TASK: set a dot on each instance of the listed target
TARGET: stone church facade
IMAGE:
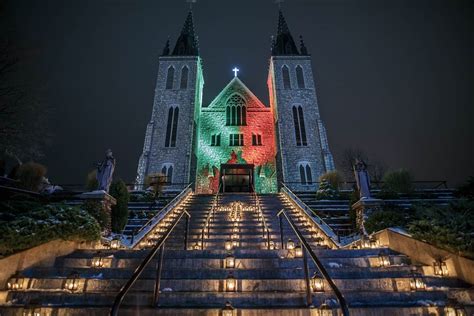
(236, 143)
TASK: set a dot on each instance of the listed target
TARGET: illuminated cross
(235, 70)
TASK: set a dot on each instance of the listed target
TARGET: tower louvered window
(300, 77)
(172, 127)
(184, 78)
(286, 77)
(236, 111)
(300, 130)
(305, 173)
(170, 78)
(167, 172)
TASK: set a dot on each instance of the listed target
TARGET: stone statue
(105, 170)
(362, 179)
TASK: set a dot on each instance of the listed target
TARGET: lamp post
(440, 268)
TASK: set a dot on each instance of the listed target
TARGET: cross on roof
(235, 70)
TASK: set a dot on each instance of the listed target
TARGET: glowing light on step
(298, 251)
(317, 283)
(452, 309)
(384, 260)
(440, 268)
(228, 244)
(228, 310)
(15, 283)
(115, 244)
(417, 284)
(97, 262)
(230, 283)
(325, 309)
(290, 244)
(230, 262)
(72, 282)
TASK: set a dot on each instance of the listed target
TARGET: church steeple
(284, 43)
(187, 45)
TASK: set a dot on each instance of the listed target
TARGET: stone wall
(43, 255)
(155, 154)
(426, 254)
(283, 101)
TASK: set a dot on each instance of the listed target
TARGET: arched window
(309, 177)
(184, 77)
(300, 130)
(227, 115)
(172, 127)
(305, 173)
(167, 171)
(300, 77)
(236, 111)
(170, 78)
(286, 77)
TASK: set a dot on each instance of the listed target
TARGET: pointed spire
(166, 49)
(284, 43)
(303, 49)
(186, 45)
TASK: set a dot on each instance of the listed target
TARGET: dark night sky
(394, 78)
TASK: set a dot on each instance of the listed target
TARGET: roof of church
(236, 86)
(187, 43)
(284, 43)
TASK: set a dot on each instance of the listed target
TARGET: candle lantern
(440, 268)
(417, 283)
(230, 283)
(290, 244)
(298, 251)
(15, 283)
(454, 309)
(325, 310)
(72, 282)
(228, 310)
(115, 243)
(384, 260)
(97, 262)
(317, 283)
(229, 261)
(228, 244)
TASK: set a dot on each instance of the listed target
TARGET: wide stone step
(238, 299)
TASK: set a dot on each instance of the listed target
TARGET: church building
(236, 143)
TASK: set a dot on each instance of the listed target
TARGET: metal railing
(318, 221)
(160, 246)
(145, 229)
(210, 215)
(317, 262)
(258, 207)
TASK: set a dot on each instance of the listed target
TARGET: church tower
(302, 148)
(170, 135)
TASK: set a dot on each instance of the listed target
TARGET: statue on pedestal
(362, 179)
(105, 170)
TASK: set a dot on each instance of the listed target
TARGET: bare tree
(348, 157)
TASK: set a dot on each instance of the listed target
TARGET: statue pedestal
(364, 208)
(105, 200)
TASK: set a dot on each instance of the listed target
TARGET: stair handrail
(319, 265)
(138, 271)
(258, 206)
(210, 215)
(318, 221)
(145, 229)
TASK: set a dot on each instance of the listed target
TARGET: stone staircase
(267, 282)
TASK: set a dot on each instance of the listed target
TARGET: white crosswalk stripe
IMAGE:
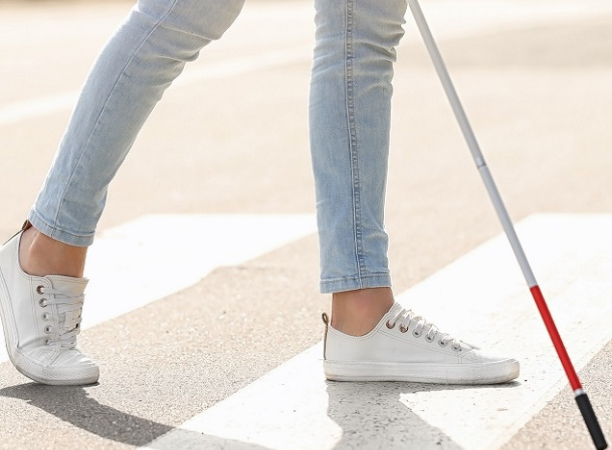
(483, 295)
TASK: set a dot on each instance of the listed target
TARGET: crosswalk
(482, 296)
(154, 256)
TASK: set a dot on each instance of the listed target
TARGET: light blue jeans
(349, 119)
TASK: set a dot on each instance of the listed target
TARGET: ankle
(40, 255)
(357, 312)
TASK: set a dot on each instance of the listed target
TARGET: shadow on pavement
(73, 405)
(373, 417)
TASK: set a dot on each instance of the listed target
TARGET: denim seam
(103, 109)
(353, 141)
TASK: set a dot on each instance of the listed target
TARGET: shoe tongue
(69, 285)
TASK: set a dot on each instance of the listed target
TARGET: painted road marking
(448, 19)
(154, 256)
(484, 296)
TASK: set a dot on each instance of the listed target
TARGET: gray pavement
(538, 96)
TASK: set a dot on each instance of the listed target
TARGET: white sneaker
(41, 317)
(405, 347)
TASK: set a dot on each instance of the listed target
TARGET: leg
(41, 306)
(350, 126)
(370, 337)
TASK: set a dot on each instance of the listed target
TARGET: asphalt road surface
(204, 275)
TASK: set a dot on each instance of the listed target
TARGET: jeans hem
(60, 235)
(355, 283)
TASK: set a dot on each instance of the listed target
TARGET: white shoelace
(69, 308)
(419, 325)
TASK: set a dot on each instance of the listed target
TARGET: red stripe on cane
(554, 335)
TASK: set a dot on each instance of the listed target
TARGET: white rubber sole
(496, 372)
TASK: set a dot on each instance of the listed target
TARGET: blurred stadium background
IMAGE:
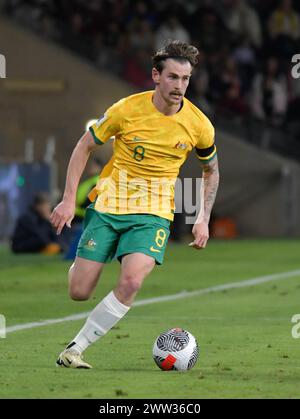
(67, 61)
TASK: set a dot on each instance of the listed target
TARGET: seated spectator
(33, 232)
(242, 20)
(269, 94)
(284, 29)
(171, 28)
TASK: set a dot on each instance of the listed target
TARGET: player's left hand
(201, 234)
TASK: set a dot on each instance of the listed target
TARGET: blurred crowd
(246, 47)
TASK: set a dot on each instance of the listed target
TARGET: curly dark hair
(177, 50)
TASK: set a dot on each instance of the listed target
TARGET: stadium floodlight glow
(89, 123)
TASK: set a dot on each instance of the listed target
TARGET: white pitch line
(180, 295)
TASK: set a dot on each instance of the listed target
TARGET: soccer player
(132, 203)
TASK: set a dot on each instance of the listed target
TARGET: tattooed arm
(210, 184)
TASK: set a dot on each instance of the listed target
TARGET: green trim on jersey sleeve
(97, 141)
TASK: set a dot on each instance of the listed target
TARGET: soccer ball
(176, 349)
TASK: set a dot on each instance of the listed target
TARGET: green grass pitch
(246, 346)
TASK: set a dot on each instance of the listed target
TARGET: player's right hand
(62, 214)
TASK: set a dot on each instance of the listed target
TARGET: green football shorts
(109, 236)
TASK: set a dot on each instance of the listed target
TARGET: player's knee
(131, 283)
(78, 294)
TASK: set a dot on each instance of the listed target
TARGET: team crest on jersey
(90, 244)
(181, 146)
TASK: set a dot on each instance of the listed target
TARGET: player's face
(173, 81)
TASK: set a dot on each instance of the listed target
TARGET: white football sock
(104, 316)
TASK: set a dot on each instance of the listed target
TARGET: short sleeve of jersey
(108, 125)
(205, 147)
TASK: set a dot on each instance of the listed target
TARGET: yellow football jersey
(149, 149)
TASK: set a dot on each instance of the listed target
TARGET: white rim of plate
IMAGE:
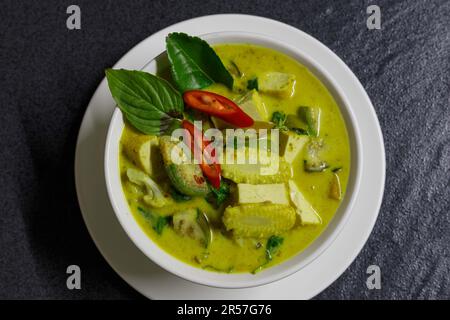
(263, 26)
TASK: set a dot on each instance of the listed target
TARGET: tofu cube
(257, 193)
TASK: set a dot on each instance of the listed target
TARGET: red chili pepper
(207, 162)
(218, 106)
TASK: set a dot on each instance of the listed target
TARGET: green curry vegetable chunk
(252, 221)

◇ ◇ ◇

REQUIRED WORK: Return every line of the listing above that contains the string "dark". Count only case-sensitive matches.

RESULT:
TARGET: dark night sky
TARGET: curly dark hair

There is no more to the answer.